Location identification entries:

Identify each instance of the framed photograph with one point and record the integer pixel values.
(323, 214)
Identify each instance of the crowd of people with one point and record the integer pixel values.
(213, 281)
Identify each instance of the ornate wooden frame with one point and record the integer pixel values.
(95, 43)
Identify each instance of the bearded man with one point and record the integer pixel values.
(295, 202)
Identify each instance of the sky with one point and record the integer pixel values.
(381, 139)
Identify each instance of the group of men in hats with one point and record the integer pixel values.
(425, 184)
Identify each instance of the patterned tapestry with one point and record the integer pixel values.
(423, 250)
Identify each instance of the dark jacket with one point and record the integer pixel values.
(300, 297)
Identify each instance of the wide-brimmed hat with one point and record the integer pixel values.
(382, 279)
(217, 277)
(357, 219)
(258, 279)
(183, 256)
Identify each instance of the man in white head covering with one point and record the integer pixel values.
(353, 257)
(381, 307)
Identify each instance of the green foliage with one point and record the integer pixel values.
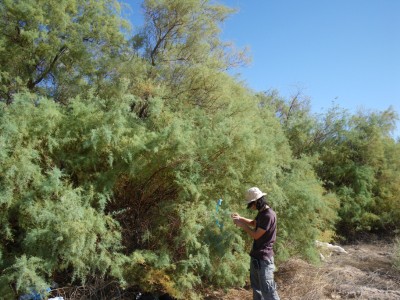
(112, 164)
(58, 48)
(397, 254)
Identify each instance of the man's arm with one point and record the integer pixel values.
(255, 234)
(249, 222)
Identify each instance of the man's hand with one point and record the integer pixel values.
(238, 222)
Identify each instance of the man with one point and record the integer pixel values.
(263, 230)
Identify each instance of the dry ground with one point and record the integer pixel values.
(366, 272)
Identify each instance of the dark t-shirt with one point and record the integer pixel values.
(262, 248)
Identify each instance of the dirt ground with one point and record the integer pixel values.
(364, 272)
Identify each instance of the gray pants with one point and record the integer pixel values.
(262, 279)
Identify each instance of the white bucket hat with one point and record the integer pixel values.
(253, 194)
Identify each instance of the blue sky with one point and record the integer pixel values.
(335, 52)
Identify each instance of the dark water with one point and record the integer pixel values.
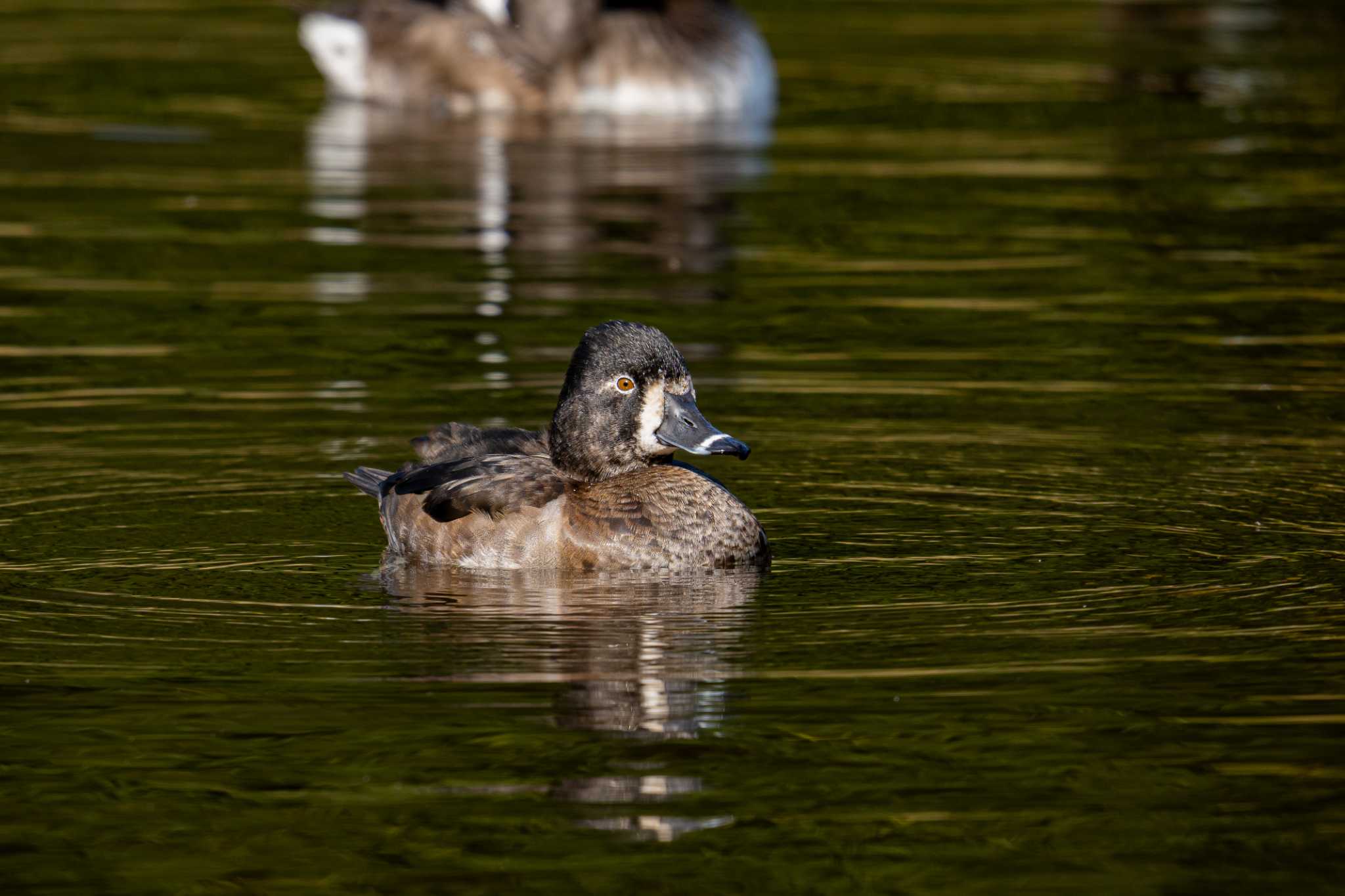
(1032, 313)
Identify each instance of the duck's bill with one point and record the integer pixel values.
(685, 427)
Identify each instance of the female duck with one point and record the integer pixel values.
(692, 58)
(599, 490)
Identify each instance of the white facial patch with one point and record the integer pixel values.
(494, 10)
(651, 418)
(340, 50)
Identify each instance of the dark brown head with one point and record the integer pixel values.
(627, 403)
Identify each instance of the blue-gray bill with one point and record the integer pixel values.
(685, 427)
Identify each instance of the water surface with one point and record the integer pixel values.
(1032, 313)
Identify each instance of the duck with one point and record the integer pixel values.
(681, 58)
(599, 489)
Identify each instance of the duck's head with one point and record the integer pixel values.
(627, 403)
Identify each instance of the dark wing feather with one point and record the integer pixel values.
(493, 482)
(459, 442)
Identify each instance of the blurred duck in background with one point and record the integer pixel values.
(685, 58)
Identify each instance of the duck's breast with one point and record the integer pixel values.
(667, 516)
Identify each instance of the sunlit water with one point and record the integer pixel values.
(1030, 312)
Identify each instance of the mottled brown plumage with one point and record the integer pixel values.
(625, 56)
(599, 490)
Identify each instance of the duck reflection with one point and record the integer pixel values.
(533, 199)
(541, 191)
(640, 656)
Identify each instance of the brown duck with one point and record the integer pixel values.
(685, 58)
(598, 490)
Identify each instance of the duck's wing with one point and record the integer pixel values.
(459, 441)
(494, 484)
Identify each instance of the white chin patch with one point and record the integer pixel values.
(340, 50)
(651, 418)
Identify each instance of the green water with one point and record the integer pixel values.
(1032, 313)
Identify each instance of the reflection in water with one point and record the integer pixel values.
(517, 190)
(645, 656)
(1196, 34)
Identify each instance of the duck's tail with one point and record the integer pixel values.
(340, 49)
(368, 480)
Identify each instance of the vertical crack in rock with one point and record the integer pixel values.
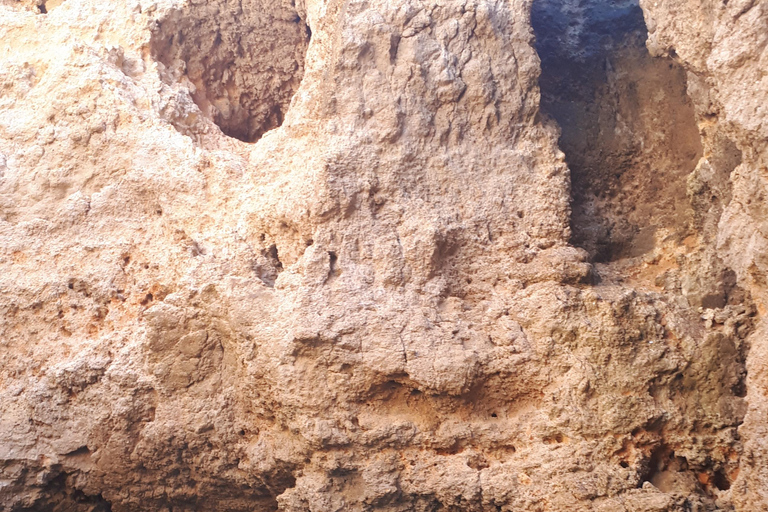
(241, 61)
(628, 126)
(649, 185)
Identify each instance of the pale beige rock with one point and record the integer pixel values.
(375, 305)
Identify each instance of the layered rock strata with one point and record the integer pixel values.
(324, 255)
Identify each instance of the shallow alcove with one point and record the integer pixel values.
(628, 126)
(243, 61)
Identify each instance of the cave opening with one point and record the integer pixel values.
(628, 127)
(241, 61)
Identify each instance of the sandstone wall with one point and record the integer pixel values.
(325, 255)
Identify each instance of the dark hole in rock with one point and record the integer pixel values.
(242, 61)
(628, 126)
(721, 481)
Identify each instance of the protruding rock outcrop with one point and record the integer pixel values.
(325, 255)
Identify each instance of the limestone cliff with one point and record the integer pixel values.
(428, 255)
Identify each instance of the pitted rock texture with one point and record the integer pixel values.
(325, 255)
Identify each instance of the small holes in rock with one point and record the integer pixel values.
(241, 61)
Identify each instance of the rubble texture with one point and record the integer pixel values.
(325, 255)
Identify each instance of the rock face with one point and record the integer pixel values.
(328, 255)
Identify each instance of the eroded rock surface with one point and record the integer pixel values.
(325, 255)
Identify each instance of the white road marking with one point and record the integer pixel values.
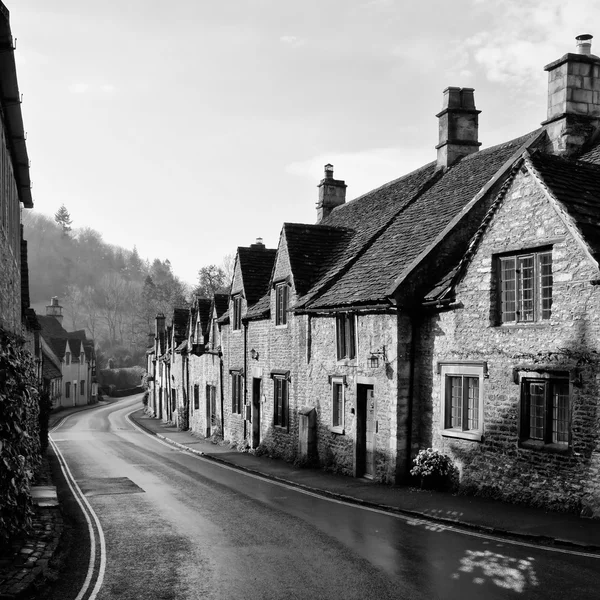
(407, 519)
(79, 497)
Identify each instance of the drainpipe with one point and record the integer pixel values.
(245, 376)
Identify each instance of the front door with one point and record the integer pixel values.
(364, 450)
(211, 410)
(256, 382)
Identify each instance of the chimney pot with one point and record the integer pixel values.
(332, 193)
(584, 43)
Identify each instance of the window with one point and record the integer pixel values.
(281, 303)
(236, 393)
(346, 336)
(237, 312)
(337, 406)
(545, 410)
(280, 401)
(462, 399)
(525, 287)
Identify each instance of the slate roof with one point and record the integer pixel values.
(576, 185)
(397, 222)
(256, 265)
(56, 336)
(179, 325)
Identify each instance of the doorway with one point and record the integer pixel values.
(364, 448)
(256, 389)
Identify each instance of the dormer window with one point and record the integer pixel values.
(281, 303)
(237, 313)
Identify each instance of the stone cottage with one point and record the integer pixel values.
(454, 307)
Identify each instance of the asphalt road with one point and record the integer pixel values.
(177, 526)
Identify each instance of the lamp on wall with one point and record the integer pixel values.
(373, 359)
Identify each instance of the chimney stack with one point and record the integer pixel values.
(160, 324)
(54, 310)
(459, 126)
(573, 98)
(332, 193)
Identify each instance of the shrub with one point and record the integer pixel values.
(435, 469)
(19, 435)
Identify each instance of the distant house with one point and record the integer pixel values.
(455, 307)
(16, 192)
(71, 353)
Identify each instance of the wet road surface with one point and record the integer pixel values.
(177, 526)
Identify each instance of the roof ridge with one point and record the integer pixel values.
(435, 177)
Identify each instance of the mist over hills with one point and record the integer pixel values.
(109, 291)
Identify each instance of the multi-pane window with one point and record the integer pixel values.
(281, 303)
(236, 393)
(337, 406)
(346, 336)
(281, 408)
(545, 410)
(462, 402)
(237, 312)
(525, 287)
(461, 389)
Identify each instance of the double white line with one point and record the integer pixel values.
(97, 564)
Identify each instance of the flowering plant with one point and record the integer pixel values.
(430, 463)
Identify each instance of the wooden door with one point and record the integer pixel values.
(370, 434)
(256, 385)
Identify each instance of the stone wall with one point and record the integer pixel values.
(499, 465)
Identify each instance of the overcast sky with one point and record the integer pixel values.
(191, 127)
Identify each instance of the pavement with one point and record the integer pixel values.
(23, 568)
(25, 565)
(483, 514)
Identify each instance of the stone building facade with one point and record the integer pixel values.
(454, 307)
(15, 189)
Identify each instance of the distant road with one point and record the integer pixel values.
(177, 526)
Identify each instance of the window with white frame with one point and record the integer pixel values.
(461, 387)
(281, 303)
(237, 313)
(346, 336)
(338, 405)
(525, 286)
(545, 410)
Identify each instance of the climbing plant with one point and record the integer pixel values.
(19, 435)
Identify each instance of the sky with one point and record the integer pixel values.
(188, 128)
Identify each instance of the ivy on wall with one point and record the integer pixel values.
(19, 435)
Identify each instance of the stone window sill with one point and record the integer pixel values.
(544, 447)
(473, 436)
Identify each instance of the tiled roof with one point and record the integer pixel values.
(424, 203)
(313, 250)
(203, 306)
(576, 185)
(256, 265)
(180, 320)
(221, 303)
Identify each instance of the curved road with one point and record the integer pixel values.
(177, 526)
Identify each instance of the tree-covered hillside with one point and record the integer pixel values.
(107, 290)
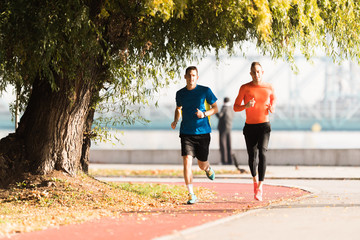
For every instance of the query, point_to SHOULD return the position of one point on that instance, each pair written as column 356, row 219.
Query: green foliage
column 130, row 49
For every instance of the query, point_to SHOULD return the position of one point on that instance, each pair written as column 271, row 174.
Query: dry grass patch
column 40, row 202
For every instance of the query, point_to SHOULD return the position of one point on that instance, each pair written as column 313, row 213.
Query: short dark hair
column 189, row 69
column 253, row 64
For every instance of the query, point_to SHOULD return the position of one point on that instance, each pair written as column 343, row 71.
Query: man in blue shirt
column 192, row 103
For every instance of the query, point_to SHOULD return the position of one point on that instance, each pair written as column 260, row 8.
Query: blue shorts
column 196, row 146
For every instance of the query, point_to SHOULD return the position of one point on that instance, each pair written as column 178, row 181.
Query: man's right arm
column 176, row 117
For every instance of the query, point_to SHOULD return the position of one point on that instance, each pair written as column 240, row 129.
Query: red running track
column 232, row 198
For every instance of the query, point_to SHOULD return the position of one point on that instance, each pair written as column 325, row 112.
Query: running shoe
column 192, row 198
column 258, row 195
column 255, row 187
column 210, row 174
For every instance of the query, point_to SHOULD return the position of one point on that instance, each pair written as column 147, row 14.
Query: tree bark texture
column 51, row 133
column 53, row 124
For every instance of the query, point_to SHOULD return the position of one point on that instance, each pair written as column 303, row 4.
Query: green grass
column 28, row 206
column 152, row 173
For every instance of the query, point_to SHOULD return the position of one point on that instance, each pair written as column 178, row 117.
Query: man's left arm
column 272, row 104
column 213, row 110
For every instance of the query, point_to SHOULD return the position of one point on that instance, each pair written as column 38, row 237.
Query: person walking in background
column 259, row 99
column 192, row 103
column 225, row 116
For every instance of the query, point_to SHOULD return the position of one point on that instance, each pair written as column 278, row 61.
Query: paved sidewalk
column 232, row 198
column 283, row 191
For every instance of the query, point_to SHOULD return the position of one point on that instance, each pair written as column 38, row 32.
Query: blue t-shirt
column 190, row 100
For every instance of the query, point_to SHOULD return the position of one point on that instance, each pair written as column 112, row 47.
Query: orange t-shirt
column 264, row 97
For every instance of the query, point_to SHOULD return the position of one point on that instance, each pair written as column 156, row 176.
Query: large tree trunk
column 53, row 124
column 51, row 133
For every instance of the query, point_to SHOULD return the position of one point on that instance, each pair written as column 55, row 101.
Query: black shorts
column 196, row 146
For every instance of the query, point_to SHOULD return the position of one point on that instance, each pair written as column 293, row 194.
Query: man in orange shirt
column 259, row 99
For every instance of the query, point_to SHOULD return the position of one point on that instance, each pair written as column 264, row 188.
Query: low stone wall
column 305, row 157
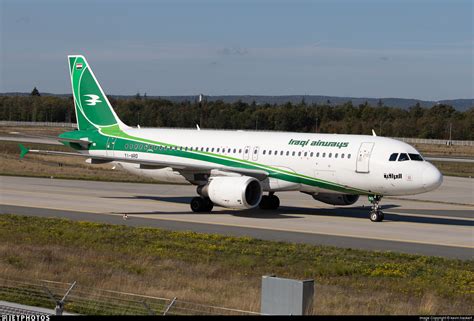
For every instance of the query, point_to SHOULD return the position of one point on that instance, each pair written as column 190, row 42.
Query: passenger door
column 246, row 152
column 363, row 157
column 110, row 146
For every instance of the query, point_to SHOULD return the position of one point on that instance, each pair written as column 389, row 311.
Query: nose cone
column 432, row 178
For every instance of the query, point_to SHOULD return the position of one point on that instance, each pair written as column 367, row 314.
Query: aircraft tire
column 376, row 216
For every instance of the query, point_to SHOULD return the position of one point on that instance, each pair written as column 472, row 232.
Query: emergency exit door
column 363, row 157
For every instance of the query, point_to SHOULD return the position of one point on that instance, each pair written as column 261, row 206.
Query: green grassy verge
column 226, row 271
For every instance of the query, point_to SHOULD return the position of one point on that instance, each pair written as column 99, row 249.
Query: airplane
column 234, row 169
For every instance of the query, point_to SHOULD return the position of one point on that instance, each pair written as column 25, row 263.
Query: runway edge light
column 23, row 151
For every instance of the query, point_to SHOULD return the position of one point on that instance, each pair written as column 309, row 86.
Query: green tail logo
column 93, row 109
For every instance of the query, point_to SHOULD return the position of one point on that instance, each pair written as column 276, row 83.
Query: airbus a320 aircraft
column 235, row 168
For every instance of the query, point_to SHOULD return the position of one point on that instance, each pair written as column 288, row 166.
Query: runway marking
column 256, row 227
column 302, row 214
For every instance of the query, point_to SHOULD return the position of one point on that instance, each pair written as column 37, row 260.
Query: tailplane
column 93, row 109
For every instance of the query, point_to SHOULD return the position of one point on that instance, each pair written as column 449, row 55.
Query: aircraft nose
column 432, row 178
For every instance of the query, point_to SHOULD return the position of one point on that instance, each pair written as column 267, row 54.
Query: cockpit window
column 393, row 157
column 416, row 157
column 403, row 157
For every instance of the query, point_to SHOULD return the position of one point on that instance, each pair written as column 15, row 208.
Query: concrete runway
column 21, row 138
column 428, row 228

:: INSTRUCTIONS TO FOLLOW ::
Copy verbatim the part of the listing above that opens with the line containing "Identify each instance of the window with white" and closes with the line containing "column 253, row 64", leaving the pictures out.

:: EXERCISE RESULT ::
Identify each instance of the window with white frame with one point and record the integer pixel values.
(461, 387)
(281, 303)
(237, 313)
(346, 336)
(338, 405)
(525, 286)
(545, 410)
Identify each instance of the climbing plant with one point and record the integer pixel values.
(19, 435)
Identify each instance of the sky with one point and record the integer pixel values.
(188, 128)
Identify each instance of the ivy on wall with one point and record the integer pixel values.
(19, 435)
Identify each instance of the stone window sill with one point and record the integer pixel values.
(544, 447)
(473, 436)
Identify each instance of the tiled roof with one point and record the integer pixel values.
(424, 203)
(313, 250)
(203, 306)
(576, 185)
(256, 265)
(180, 320)
(221, 303)
Identify each instance of the curved road with one point and record the integer pixel values.
(177, 526)
Identify each instance of the tree-covered hillside with one point and record the integer pixel values.
(107, 290)
For every instance of the query, point_to SHOULD return the position of one point on that instance, each pair written as column 356, row 219.
Query: green foliage
column 130, row 49
For every instance of the query, point_to SHOULD return the position of one point on that instance, each pair written as column 271, row 174.
Query: dry grass patch
column 40, row 202
For every instance of the query, point_to SHOULD return the position of one point on that instance, each pair written as column 313, row 213.
Query: short dark hair
column 189, row 69
column 253, row 64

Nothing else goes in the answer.